(Data records)
* * * *

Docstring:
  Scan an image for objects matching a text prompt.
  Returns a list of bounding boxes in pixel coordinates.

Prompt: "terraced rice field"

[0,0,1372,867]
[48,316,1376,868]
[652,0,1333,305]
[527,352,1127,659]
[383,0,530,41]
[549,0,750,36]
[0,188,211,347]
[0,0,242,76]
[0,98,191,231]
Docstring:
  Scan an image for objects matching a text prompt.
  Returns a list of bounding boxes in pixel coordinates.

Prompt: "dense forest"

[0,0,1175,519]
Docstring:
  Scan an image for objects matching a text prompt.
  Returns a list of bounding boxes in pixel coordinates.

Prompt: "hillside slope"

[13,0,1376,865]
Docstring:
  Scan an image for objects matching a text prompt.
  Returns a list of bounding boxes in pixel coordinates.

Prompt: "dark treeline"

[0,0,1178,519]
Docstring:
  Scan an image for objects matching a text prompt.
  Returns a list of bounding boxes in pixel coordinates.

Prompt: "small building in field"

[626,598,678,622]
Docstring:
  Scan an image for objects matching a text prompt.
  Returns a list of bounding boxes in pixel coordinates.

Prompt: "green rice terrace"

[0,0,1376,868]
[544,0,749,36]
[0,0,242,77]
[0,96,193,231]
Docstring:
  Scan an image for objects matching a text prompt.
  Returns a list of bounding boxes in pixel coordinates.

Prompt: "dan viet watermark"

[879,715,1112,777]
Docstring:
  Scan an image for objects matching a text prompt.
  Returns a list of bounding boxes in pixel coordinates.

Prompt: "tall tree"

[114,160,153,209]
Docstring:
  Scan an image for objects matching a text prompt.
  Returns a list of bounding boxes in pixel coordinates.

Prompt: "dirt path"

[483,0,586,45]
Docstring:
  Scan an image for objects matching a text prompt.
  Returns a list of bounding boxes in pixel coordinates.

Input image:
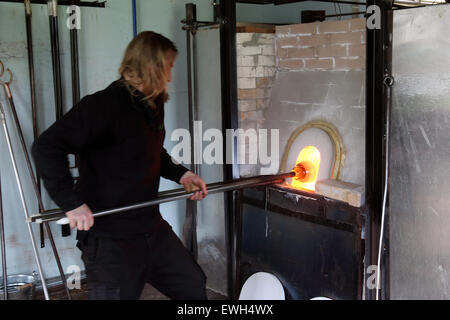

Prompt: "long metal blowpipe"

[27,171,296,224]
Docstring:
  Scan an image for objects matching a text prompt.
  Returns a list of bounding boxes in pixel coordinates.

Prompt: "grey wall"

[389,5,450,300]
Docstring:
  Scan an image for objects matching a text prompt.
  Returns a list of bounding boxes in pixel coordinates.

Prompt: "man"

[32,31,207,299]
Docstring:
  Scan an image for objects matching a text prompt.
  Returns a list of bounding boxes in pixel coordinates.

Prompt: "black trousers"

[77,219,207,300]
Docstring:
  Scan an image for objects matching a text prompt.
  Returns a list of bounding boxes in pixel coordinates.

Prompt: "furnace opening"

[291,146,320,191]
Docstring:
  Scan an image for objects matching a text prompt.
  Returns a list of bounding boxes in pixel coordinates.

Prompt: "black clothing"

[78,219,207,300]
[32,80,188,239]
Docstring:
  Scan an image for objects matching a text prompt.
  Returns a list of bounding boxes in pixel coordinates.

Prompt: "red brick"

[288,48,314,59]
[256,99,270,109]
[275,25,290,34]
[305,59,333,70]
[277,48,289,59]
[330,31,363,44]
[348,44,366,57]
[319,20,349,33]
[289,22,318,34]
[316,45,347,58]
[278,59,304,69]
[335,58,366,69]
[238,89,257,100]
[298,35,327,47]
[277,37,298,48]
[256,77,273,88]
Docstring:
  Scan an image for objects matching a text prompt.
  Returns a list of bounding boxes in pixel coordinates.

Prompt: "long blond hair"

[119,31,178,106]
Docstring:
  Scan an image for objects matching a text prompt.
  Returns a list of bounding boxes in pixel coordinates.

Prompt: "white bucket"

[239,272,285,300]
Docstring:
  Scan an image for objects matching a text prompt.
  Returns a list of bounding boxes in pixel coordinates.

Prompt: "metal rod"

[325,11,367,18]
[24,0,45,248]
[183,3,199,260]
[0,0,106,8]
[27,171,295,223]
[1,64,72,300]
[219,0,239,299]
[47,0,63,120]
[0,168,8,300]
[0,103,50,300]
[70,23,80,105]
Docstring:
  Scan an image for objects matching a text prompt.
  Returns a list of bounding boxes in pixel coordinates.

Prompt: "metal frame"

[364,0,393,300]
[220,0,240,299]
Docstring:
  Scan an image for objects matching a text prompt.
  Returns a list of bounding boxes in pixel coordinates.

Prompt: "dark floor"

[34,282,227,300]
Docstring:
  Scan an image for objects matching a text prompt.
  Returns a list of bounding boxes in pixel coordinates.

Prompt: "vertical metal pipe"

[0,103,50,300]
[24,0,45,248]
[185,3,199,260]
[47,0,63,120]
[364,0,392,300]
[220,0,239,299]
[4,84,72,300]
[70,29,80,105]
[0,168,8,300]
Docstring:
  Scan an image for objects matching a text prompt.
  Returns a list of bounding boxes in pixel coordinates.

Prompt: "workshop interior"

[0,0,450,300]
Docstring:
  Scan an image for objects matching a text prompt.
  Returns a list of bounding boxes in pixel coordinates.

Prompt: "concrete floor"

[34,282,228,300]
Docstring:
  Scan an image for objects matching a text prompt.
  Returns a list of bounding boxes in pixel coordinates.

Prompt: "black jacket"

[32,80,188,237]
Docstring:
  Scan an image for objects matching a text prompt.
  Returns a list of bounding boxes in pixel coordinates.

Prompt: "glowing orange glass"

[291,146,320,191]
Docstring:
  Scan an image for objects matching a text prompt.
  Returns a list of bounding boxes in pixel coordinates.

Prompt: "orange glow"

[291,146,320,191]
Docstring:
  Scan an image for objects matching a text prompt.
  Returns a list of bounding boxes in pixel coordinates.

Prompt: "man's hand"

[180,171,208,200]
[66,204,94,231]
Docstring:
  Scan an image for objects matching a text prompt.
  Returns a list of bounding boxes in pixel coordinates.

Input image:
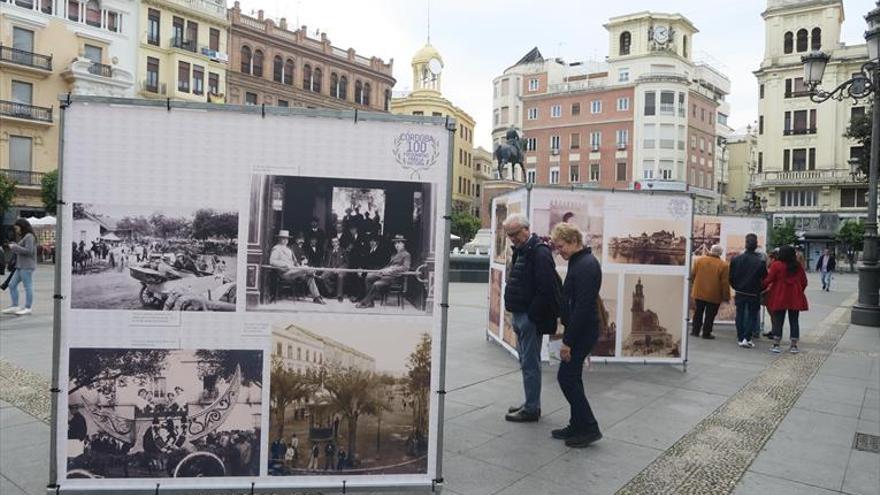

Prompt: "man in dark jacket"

* * * *

Copy all the lines of data exactly as they appear, dropping any images.

Docstring:
  Scan an image for objects matching a text prompt.
  Returns a list of bounding boxes in pixel coordinates.

Prompt: "terraced rice field"

[0,0,1372,867]
[48,316,1376,868]
[652,0,1333,305]
[527,352,1127,659]
[383,0,530,41]
[549,0,750,36]
[0,188,211,347]
[0,0,242,76]
[0,98,191,231]
Docstring:
  Scan an image for objects matching a text prompt.
  Returns a list of bounding boxes in pixel coordinates.

Prompt: "dense forest"

[0,0,1175,519]
Docstring:
  Scan an image for objects matching a text prompt.
  Returns a list of bounding boxes in pixel coordinates.

Prompt: "hillside slope"

[13,0,1376,865]
Docstring:
  Scan an image for objects matching a text prompt.
  Returns a list of bounding boxes in pixel coordinates.

Prompt: "dark treeline"

[0,0,1178,519]
Docstring:
  Scan an image for objects matching a text prompt.
  Returns a list of bounding boxes in pixel coordinates.

Prompt: "small building in field"

[626,598,678,622]
Docstring:
  Scan an image for objects matching a text prompt.
  Returns a list of bounding boxes in pixel coordinates.

Prompt: "green rice terrace"

[0,0,1376,868]
[544,0,749,36]
[0,0,242,77]
[0,96,193,231]
Docstring:
  Scan an image for objects matching a text prompt.
  Returns a list of bounding boxes in pixel coordinates.

Prompt: "dan viet watermark"

[879,715,1112,777]
Docstring:
  Scan an image for objects matching a text prompt.
  Returns a list of bounding boxes in pixel coordinates.

Prompt: "tall tree"

[114,160,153,209]
Docstring:
  Scan an image for objects matching a text prompt.
  Returns a list of bounding boxes in pixel coordinates.

Prompt: "dirt path"

[483,0,586,45]
Docstring:
  Scan an image for objects matching a text prompt.
  Returns a list of bounding boxes in pixel coordinates.

Input image:

Prompt: "long metal blowpipe"

[27,171,296,224]
Docstring:
  Scan an image for objects matching a text prompt.
  Returns a list of bounding boxes in pixel coordinates.

Prompt: "grey wall"

[389,5,450,300]
Docstring:
  Scan an image for objects matching a text prompt.
  Returns a list of bounding boxes in pixel coordinates.

Prompt: "man"

[32,31,207,299]
Docstring:
  Scan an image for objects matching a text prompt.
  Returns a list of bounding boxes in pixel coordinates.

Prompt: "black trousers"

[77,219,207,300]
Docstring:
  Scan an image for objects matching a text prompt.
  Returns a list of bounding boxes in pixel coordinates.

Prompt: "furnace opening"

[291,146,320,191]
Docstring:
  Scan an image for objects matching a text prompt.
  Returns a list of bounding boxes in pixel coordinates.

Prompt: "black clothing"

[78,219,207,300]
[32,80,188,239]
Docstring:
  Scan an image for objects matching a text prompt.
  Returns a list of bounding boxes in pixel coordinates.

Prompt: "red brick"

[288,48,314,59]
[256,99,270,109]
[275,25,290,34]
[305,59,333,70]
[277,48,289,59]
[330,31,363,44]
[348,44,366,57]
[319,20,349,33]
[289,22,318,34]
[316,45,347,58]
[278,59,304,69]
[335,58,366,69]
[238,89,257,100]
[298,35,327,47]
[277,37,298,48]
[256,77,273,88]
Docstring:
  Scan an image for objects matching a text prompt.
  Returns a list of bounding boxes in pixel coordinates.

Prompt: "long blond hair"

[119,31,178,106]
Docstring:
  Scan an image for objects matching a text prompt.
  Returns a list of bounding boxes in pixel coordinates.

Prompt: "white bucket"

[239,272,285,300]
Docstring:
  Scan an image for objects matching a text prompt.
  Returns a list of bounding boxes in pixel coordinates.

Prompt: "metal rod"

[325,11,367,18]
[24,0,45,248]
[183,3,199,260]
[0,0,106,8]
[27,171,295,223]
[1,64,72,300]
[219,0,239,299]
[47,0,63,120]
[0,168,8,300]
[0,103,50,300]
[70,23,80,105]
Docstring:
  Scan an image for objects matching a text prompt.
  Returns a list of bounding boxes in pixel coordinates.

Prompt: "metal frame"

[364,0,393,300]
[220,0,240,299]
Docstring:
  Scan an image for objects matching a text prompt.
  Returns a list of bounding boxes in pixel coordinates.

Prompt: "dark floor"

[34,282,227,300]
Docstring:
  Scan an image for objects matching a text prompt.
  Returns a list of bounding boxes in pixel coordinates.

Prompt: "vertical metal pipe"

[0,103,50,300]
[24,0,45,248]
[185,3,199,260]
[47,0,63,120]
[364,0,392,300]
[220,0,239,299]
[4,84,72,300]
[70,29,80,105]
[0,168,8,300]
Docstring:
  Scan an image for objects matching a text prompt.
  Returns a list of bounding boxes in pixel coordinates.

Prompt: "workshop interior"

[0,0,450,300]
Docstring:
  Scan an image for objects matching a text prompt.
  Returns a list of bounding boxes in pixel coordinates.

Prompt: "concrete floor"

[34,282,228,300]
Docstring:
  Scan an image for objects matching a text prompt.
  Returns a list of bounding boxes in pixel coordinates.

Prompt: "black jacket"

[32,80,188,237]
Docstring:
  Scan an image for objects matching a text prompt.
  Returns a list of bounding boxes in pixel coordinates.

Prompt: "glowing orange glass"

[291,146,320,191]
Docstring:
  Scan an image for objects matching a text prompt.
  Returns a list of bounding boxes in pixel coordinates.

Prompt: "orange glow"

[291,146,320,191]
Docstring:
  Scan an image for objects matching a text prompt.
  Returns a list of bounding boxes in pixel coordinates.

Prompt: "man's hand"

[180,171,208,200]
[66,204,94,231]
Docstring:
  Scan an image for objects matching a text prompt.
  Returns a list of bounding boxes in pixel coordinates.

Input image:

Prompt: "man in dark jacket"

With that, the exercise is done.